:: WHAT IS NEEDED ::
Copy out word for word the lines of the material below, starting at the line that contains "mountain peak, one" and ending at the line that contains "pixel 92 373", with both of those lines included.

:: MATERIAL FOR THE TASK ::
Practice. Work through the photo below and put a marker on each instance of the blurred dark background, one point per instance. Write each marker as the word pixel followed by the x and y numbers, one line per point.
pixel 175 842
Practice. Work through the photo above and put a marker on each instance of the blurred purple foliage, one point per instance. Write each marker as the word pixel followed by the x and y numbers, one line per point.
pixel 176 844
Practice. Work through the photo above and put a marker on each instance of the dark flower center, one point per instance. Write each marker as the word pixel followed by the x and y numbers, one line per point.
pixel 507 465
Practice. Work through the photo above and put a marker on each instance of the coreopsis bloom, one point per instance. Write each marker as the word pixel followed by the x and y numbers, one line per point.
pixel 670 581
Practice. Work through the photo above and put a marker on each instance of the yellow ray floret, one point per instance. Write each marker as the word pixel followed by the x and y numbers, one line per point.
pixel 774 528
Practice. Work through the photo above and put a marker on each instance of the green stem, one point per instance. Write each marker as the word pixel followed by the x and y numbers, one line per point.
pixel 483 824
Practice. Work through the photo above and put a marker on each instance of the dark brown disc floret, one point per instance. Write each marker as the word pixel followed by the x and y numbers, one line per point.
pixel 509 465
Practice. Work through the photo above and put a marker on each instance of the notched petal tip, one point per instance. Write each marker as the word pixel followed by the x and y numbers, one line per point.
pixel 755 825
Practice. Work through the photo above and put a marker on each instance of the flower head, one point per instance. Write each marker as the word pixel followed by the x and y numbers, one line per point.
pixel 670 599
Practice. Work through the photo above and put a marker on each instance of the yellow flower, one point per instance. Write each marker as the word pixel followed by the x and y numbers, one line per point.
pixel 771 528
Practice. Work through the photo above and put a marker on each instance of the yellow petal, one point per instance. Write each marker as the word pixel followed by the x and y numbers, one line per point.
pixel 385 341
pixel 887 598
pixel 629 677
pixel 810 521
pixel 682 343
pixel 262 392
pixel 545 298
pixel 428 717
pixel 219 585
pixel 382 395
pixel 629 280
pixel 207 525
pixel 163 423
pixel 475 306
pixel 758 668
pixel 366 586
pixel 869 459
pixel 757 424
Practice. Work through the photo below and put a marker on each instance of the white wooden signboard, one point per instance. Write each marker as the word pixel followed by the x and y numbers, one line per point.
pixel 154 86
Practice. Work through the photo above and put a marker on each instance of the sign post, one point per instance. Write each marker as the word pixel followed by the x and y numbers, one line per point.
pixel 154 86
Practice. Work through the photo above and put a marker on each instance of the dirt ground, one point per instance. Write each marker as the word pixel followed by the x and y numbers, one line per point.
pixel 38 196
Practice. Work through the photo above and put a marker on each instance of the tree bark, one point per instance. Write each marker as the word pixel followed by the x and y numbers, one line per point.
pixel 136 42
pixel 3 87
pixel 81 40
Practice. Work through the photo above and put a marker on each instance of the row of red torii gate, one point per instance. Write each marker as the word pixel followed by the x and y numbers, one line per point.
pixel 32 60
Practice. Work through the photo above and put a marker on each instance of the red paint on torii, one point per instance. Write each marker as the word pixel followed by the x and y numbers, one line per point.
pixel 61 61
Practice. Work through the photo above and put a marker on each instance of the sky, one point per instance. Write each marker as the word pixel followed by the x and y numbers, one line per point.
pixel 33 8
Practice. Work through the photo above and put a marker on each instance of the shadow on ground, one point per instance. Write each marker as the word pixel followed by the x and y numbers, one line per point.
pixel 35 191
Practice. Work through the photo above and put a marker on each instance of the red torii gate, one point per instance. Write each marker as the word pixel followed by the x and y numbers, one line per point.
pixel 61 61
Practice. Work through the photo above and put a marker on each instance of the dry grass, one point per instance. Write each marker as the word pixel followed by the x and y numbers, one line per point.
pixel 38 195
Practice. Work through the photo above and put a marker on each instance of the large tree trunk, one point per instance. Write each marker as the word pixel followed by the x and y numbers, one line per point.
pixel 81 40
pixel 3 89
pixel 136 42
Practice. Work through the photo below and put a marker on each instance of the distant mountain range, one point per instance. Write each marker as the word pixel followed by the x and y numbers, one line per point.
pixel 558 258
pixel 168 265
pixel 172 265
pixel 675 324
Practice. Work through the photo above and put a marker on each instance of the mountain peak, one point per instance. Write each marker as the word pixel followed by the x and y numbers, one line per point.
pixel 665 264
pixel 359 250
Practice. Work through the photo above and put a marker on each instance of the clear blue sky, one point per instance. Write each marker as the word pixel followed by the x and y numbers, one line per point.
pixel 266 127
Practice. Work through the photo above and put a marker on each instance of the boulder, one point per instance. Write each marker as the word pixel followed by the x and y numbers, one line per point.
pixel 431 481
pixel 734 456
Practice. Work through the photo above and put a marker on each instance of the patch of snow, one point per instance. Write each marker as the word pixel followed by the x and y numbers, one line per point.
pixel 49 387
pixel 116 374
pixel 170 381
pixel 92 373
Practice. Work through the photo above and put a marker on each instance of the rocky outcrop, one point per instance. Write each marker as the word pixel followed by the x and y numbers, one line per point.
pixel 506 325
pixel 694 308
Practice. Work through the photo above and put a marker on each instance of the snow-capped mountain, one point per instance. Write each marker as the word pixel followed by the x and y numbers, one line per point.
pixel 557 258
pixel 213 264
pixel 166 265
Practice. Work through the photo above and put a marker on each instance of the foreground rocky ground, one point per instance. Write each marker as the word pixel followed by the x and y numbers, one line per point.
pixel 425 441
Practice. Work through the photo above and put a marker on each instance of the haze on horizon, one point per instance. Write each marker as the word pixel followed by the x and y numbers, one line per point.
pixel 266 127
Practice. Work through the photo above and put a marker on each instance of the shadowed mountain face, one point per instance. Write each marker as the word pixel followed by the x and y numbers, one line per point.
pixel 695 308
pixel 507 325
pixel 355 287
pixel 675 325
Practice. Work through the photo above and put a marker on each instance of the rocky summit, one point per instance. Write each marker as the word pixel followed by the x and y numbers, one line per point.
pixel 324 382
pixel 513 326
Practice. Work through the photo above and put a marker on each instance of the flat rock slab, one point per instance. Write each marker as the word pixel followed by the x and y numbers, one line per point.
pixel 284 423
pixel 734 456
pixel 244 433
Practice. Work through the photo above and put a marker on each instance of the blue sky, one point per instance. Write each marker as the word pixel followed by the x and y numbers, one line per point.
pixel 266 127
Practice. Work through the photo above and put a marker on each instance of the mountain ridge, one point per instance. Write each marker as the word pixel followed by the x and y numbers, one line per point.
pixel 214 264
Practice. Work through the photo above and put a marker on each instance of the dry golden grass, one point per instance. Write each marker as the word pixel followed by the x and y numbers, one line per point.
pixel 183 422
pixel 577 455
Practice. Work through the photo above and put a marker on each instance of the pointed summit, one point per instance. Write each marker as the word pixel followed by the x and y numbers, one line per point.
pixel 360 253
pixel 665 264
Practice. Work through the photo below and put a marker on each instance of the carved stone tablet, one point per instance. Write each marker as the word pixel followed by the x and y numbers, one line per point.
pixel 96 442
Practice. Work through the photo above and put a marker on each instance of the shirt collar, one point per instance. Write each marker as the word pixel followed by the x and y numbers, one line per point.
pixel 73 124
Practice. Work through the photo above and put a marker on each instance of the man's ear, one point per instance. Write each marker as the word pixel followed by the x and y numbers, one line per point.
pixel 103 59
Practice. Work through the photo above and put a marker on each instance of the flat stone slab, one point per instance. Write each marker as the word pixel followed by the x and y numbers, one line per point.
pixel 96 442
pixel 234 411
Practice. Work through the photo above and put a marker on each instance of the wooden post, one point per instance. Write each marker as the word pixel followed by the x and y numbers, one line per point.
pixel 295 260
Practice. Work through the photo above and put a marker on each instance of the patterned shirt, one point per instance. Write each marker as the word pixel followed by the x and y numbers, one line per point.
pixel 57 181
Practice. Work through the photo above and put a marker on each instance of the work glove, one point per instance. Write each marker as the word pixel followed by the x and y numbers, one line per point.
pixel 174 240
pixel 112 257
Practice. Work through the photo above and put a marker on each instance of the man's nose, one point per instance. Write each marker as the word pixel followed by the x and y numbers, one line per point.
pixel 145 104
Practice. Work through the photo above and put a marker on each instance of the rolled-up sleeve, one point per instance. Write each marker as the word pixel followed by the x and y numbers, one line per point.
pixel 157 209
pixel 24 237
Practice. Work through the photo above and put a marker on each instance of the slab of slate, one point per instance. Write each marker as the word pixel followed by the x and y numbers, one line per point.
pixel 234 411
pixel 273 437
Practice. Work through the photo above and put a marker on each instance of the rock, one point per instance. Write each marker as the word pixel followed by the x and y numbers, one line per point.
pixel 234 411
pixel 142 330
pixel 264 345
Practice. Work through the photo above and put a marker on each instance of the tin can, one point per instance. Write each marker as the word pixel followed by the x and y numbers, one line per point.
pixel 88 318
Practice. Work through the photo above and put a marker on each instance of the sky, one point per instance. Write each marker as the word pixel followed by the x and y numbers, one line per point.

:: RESULT OF THE EXERCISE ::
Practice. Work through the photo above and put a marker on each instance of the mountain peak, one point per instance. Write each marker as the word pixel followed by the x and y numbers, one line per point.
pixel 665 264
pixel 359 250
Practice. Work through the photo above and put a marker on each instance of the clear blue sky, one point per instance. Write each marker as the word pixel followed by the x and y numbers, one line per point.
pixel 266 127
Practice. Work through the photo above and put a marker on each instance of the boulder, one point per instance. Write each marker as the word pixel followed by the x and y numbers, one line per point.
pixel 431 481
pixel 734 456
Practice. Work through the photo above and put a marker on each instance of the patch of snow, one point per instance. Write each marker as the word pixel followed by the x and y numbers, one line per point.
pixel 49 387
pixel 116 374
pixel 170 381
pixel 92 373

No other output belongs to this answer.